## Passage shown
****************************************

This is my first time taking part in the independent designers Gift A Long on Ravelry! There are so many amazing designers taking part and even though the promotional discount code has expired now, there’s still lots of fun to be had with kals, cals, games and prizes!
When did you learn to knit/crochet?
My mother taught me the fundamentals when I was about 11/12 years old. She was an avid machine knitter and a brilliant seamstress. Decades later, she asked me how had I learned to crochet. I had created a coat of dimensional flower squares for her. I reminded her that she had shown me how. She was working on something and asked me to show her how to double crochet. I showed her how to make a dc and when she did it – with a swoop and a flare, my whole practice was transformed. So she taught me again, by showing me the soul of movement, by teaching how to see.
How did you get into designing?
Designing is a continuum, an outgrowth of crocheting. Necessity is the mother of invention and desire is its fuel. When I was a kid, I didn’t know there were patterns beyond the occasional article in women’s magazines, so I made up accessories—wild hats for myself and friends, scarves and tops. Then my crocheting waned. The discovery of dimensional crochet and then freeform back in the ‘90s reignited my interest in crocheting. And as before, nearly everything I made was adapted, adopted, improvised. I’ve always designed, though in 2006 I began to design formally and sustainedly, that is, think about structures, and objects; create them, and record how to replicate them.
What’s your favourite part of the job?
Problem solving and discovery are my favourite parts of the design process. Often, once a problem is solved, it’s hard for me to trudge on. I’ve taken myself in hand and made a list of the unfinished projects. These 34 all have prototypes and written patterns but they haven’t been tested, proof read or edited. I’m happiest creating, initiating, conceptualizing, and devising, but the part I like least is editing, grading, testing, proofing, refining .

****************************************

## Excerpted data
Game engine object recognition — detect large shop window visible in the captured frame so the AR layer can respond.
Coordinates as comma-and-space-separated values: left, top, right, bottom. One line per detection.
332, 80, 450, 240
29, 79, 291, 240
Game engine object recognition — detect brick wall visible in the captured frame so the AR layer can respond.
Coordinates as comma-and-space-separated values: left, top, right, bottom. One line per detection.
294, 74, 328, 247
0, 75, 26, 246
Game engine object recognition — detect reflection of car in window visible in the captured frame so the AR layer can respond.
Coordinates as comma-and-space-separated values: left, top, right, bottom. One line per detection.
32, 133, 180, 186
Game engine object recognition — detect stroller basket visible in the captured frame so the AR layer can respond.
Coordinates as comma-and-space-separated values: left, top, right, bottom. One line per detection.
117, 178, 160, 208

****************************************

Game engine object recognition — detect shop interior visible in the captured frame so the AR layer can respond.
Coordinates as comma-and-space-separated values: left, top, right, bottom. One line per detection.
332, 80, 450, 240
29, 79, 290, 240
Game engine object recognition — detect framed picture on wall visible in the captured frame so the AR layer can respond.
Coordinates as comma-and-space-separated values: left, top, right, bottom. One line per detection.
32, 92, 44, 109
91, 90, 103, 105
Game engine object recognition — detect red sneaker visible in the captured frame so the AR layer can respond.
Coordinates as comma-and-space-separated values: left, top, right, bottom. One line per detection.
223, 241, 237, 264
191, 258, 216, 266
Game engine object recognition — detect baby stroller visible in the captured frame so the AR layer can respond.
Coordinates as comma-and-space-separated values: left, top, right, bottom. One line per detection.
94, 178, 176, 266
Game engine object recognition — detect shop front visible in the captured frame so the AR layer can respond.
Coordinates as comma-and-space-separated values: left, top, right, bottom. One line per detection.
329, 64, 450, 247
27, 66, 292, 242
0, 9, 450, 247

****************************************

## Exercise directions
Please answer from the crochet designer interview above: in what year did the designer begin designing formally and sustainedly?

## Task answer
2006